• Assignment
The word "below" turns up on some lines of this data; say how many, and give no other text.

Natural language region descriptions:
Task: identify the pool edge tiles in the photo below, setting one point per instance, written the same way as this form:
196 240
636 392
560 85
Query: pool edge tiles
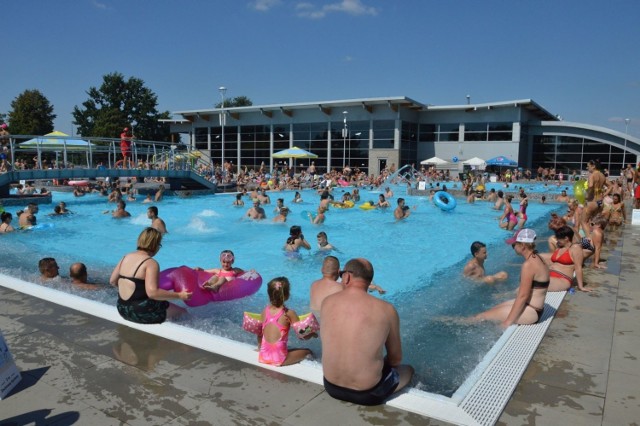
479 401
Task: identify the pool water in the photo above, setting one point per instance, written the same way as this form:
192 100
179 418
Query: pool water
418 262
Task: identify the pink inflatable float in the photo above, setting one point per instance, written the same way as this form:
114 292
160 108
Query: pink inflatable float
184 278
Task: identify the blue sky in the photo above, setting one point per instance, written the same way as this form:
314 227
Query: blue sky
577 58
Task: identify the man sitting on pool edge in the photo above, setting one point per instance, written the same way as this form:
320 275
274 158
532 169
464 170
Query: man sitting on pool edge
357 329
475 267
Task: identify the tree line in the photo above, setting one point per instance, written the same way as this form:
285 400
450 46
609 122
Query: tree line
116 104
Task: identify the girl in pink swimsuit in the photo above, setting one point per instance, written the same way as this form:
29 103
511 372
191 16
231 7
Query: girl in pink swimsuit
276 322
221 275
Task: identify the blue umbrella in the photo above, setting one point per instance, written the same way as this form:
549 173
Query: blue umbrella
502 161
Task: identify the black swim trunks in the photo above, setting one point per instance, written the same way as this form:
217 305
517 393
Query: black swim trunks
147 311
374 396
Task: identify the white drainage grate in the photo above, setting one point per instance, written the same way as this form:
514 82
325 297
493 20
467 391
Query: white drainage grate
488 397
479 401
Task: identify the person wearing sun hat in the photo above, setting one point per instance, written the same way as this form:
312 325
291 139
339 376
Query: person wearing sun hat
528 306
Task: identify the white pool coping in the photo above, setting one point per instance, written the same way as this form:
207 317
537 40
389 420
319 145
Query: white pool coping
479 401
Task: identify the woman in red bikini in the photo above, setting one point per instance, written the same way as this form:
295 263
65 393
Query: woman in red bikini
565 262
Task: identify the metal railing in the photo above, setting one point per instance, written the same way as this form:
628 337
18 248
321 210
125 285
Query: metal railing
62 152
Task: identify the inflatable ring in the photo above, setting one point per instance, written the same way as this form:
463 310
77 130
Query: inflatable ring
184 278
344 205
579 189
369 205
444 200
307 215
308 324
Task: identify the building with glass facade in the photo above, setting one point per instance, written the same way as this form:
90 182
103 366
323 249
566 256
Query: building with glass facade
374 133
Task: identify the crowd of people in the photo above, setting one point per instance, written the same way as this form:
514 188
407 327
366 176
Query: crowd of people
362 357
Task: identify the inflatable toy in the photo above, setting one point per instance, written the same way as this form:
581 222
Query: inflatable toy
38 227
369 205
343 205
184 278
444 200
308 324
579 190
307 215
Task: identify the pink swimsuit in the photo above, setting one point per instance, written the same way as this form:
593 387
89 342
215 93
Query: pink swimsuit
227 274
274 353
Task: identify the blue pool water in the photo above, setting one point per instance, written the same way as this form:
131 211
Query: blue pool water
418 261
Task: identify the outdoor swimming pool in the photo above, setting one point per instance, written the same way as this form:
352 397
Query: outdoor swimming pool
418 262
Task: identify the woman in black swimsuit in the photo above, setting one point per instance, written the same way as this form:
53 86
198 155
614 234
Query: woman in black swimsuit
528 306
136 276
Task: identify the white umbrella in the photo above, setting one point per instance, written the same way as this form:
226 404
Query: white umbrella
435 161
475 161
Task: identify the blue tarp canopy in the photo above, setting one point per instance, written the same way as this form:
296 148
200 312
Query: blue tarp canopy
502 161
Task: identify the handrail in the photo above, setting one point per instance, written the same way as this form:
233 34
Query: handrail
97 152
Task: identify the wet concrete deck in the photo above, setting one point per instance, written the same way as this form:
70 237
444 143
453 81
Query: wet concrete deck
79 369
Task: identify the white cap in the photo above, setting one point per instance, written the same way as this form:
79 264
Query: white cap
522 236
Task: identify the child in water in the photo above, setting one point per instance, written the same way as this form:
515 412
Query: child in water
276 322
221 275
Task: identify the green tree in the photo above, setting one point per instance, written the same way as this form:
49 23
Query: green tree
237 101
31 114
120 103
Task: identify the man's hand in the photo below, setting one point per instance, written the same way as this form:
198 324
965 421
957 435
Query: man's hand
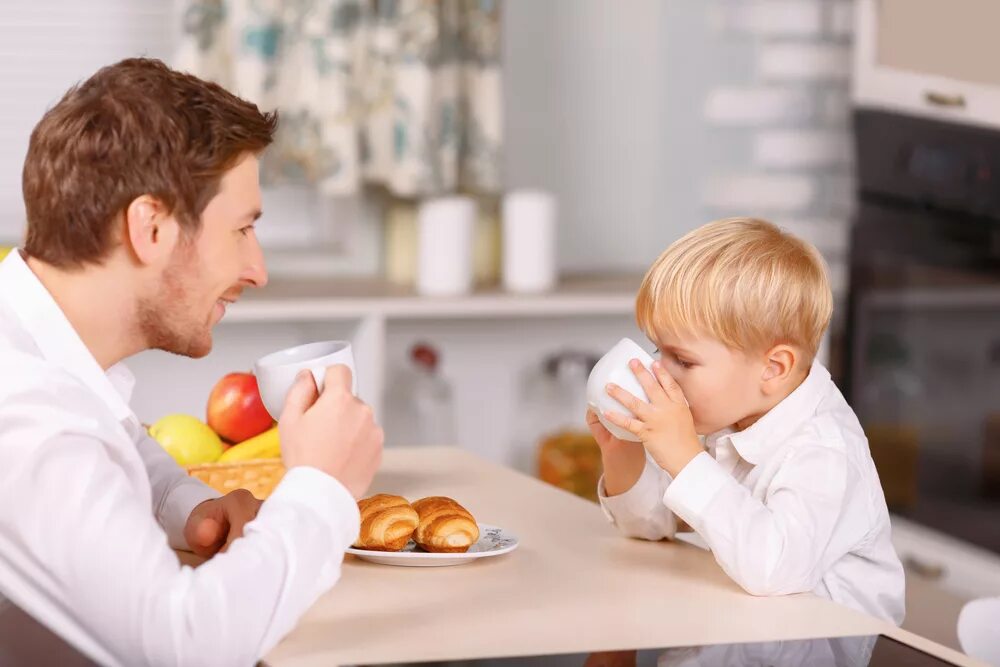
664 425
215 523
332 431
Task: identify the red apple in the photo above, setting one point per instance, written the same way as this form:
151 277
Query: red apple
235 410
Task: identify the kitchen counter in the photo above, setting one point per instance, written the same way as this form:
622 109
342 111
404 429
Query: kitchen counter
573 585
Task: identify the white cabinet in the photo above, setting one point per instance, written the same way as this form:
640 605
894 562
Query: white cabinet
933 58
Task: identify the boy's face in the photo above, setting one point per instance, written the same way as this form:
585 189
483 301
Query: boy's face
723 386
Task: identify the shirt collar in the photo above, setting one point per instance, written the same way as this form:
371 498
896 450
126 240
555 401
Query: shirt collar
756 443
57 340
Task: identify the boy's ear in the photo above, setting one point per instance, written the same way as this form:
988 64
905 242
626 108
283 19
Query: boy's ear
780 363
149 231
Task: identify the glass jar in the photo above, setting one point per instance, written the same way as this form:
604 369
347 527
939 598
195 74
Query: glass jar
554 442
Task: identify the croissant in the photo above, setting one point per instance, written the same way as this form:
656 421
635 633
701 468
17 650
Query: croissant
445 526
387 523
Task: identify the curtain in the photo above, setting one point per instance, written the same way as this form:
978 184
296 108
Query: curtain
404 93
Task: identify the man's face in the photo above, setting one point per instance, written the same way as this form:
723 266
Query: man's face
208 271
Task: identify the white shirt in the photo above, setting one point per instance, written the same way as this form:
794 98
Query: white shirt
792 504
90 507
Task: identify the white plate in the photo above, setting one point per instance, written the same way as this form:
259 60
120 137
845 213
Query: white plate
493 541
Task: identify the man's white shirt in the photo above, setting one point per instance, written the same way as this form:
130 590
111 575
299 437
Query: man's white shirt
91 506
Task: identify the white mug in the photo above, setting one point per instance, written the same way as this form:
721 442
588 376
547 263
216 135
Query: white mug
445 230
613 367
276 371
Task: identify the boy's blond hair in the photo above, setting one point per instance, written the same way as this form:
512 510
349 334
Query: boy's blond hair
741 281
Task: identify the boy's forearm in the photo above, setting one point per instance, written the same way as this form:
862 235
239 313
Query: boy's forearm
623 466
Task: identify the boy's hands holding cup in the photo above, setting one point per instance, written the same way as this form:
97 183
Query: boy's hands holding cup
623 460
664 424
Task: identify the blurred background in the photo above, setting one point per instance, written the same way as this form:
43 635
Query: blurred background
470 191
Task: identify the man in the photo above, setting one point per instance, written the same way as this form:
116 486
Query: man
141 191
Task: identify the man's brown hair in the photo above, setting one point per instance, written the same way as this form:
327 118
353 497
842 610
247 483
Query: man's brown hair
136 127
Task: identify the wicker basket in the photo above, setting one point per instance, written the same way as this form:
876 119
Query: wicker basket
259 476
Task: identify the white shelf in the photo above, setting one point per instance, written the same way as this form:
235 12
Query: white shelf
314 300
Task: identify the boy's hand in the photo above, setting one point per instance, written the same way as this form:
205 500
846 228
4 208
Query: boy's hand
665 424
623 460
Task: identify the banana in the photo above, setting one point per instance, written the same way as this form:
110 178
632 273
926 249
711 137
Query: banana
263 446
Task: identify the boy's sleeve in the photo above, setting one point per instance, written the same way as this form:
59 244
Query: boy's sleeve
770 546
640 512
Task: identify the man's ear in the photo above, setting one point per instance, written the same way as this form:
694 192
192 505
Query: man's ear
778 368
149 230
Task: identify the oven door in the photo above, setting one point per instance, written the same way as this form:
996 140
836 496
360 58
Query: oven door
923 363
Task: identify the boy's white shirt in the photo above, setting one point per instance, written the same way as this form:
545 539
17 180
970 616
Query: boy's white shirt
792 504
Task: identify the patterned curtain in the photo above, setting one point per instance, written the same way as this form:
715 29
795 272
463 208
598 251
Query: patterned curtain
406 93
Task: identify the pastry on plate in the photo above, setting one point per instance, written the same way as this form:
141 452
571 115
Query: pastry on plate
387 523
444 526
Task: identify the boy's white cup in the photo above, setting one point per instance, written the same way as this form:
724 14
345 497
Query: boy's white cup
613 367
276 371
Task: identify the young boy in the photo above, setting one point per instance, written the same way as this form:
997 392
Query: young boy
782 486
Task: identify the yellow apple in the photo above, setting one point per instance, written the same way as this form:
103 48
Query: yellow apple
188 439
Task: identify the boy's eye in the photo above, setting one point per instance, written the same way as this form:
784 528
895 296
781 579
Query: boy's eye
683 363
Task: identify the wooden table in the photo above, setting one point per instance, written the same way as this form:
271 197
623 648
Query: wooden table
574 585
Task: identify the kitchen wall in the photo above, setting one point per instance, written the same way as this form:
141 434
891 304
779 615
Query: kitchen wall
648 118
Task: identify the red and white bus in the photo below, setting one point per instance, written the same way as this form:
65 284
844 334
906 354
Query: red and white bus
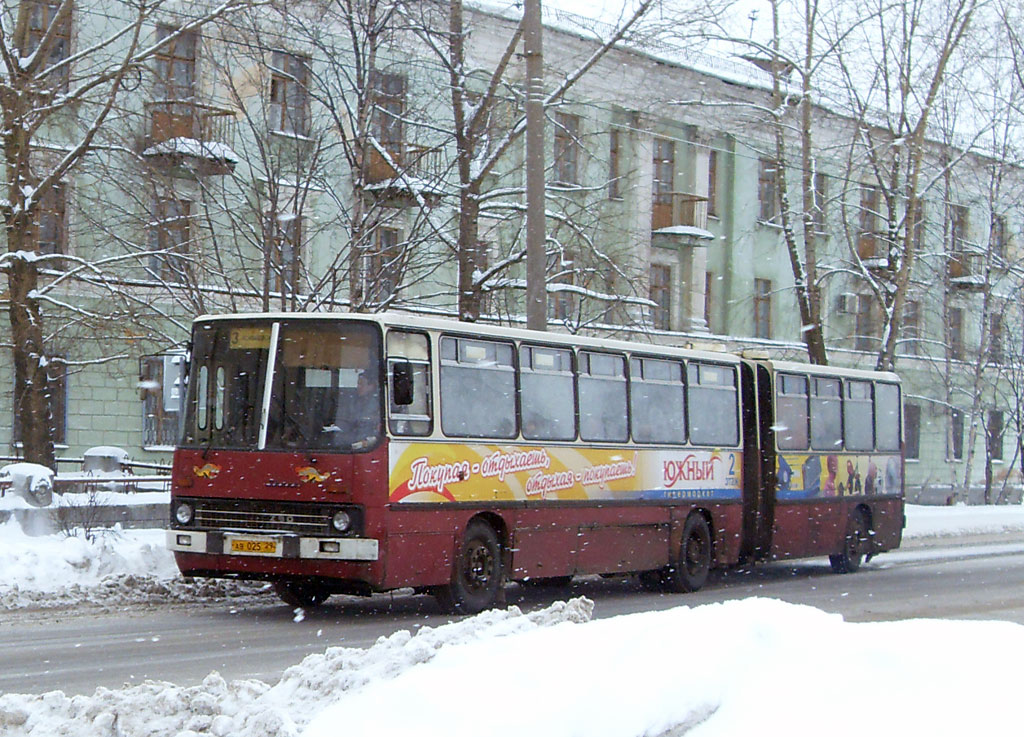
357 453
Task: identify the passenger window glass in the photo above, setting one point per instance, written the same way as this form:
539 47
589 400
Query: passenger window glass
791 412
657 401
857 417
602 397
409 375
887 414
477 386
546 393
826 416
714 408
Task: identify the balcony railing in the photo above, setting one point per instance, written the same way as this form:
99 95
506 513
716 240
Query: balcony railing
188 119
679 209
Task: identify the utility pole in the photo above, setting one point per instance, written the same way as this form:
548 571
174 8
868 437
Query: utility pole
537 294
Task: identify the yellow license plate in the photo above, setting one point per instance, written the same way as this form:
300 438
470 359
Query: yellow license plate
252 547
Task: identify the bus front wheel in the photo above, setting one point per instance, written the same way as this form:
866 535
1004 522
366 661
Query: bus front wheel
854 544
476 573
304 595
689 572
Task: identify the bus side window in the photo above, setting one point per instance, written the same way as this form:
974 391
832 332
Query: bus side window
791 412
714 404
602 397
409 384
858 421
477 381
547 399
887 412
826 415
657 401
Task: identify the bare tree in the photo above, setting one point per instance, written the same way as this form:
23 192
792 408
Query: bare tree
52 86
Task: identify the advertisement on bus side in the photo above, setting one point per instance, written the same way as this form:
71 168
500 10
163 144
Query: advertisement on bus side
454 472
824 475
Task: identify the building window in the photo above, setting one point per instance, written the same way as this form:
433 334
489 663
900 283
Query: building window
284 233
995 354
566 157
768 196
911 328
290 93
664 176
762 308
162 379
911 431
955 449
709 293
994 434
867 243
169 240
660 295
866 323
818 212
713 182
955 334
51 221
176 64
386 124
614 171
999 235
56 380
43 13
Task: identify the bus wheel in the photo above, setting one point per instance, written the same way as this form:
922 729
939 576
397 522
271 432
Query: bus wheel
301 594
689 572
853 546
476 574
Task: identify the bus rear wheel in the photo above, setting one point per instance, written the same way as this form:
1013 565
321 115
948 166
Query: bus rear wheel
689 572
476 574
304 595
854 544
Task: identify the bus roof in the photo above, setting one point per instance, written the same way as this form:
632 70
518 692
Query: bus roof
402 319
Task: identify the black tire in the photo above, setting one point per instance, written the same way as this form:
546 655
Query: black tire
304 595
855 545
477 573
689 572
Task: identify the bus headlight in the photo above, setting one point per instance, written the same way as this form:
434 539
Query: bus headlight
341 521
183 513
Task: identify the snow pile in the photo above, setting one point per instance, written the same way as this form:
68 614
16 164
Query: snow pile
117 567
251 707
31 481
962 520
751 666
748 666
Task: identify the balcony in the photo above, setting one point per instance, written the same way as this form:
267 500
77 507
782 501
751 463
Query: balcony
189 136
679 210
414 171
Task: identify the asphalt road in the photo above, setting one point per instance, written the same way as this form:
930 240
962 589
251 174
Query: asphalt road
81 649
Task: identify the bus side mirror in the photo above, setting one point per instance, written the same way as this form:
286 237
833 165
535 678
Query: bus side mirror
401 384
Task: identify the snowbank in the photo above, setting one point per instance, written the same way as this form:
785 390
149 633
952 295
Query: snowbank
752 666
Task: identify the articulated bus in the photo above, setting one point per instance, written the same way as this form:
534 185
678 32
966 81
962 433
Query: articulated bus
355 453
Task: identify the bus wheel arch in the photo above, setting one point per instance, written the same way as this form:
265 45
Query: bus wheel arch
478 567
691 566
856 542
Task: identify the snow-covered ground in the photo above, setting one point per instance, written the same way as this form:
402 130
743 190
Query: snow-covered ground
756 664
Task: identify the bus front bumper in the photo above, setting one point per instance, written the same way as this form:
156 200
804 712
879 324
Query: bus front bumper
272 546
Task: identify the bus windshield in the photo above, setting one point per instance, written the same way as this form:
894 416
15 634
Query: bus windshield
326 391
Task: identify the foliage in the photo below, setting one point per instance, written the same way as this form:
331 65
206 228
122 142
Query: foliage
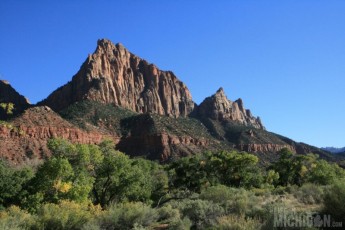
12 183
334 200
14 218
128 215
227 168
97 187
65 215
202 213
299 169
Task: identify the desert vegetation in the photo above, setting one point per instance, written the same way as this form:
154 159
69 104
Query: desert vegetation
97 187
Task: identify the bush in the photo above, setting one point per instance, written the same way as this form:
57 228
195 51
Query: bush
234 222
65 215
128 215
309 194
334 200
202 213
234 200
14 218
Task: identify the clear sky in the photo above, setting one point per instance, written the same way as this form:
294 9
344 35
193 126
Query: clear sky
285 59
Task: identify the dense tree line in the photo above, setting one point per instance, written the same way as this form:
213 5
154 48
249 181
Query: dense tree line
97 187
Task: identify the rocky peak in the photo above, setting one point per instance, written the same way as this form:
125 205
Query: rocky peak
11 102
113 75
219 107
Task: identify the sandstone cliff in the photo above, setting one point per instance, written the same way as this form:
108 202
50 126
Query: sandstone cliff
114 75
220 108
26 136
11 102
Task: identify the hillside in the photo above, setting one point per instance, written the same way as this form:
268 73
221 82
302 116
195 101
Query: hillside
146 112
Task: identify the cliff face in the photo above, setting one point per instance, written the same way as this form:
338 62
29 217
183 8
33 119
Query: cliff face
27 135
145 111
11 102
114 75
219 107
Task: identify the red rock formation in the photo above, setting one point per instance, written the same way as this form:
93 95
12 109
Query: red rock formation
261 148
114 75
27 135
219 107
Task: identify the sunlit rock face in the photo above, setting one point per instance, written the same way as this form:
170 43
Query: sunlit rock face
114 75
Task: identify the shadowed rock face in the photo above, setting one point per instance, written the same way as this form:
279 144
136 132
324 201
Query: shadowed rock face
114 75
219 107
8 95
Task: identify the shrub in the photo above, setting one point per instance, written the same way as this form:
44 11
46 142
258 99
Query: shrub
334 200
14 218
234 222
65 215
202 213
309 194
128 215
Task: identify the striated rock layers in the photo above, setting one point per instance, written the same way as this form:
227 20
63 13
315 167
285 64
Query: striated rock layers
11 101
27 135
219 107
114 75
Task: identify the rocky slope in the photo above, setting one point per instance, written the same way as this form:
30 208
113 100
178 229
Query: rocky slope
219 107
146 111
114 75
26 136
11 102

• Task answer
4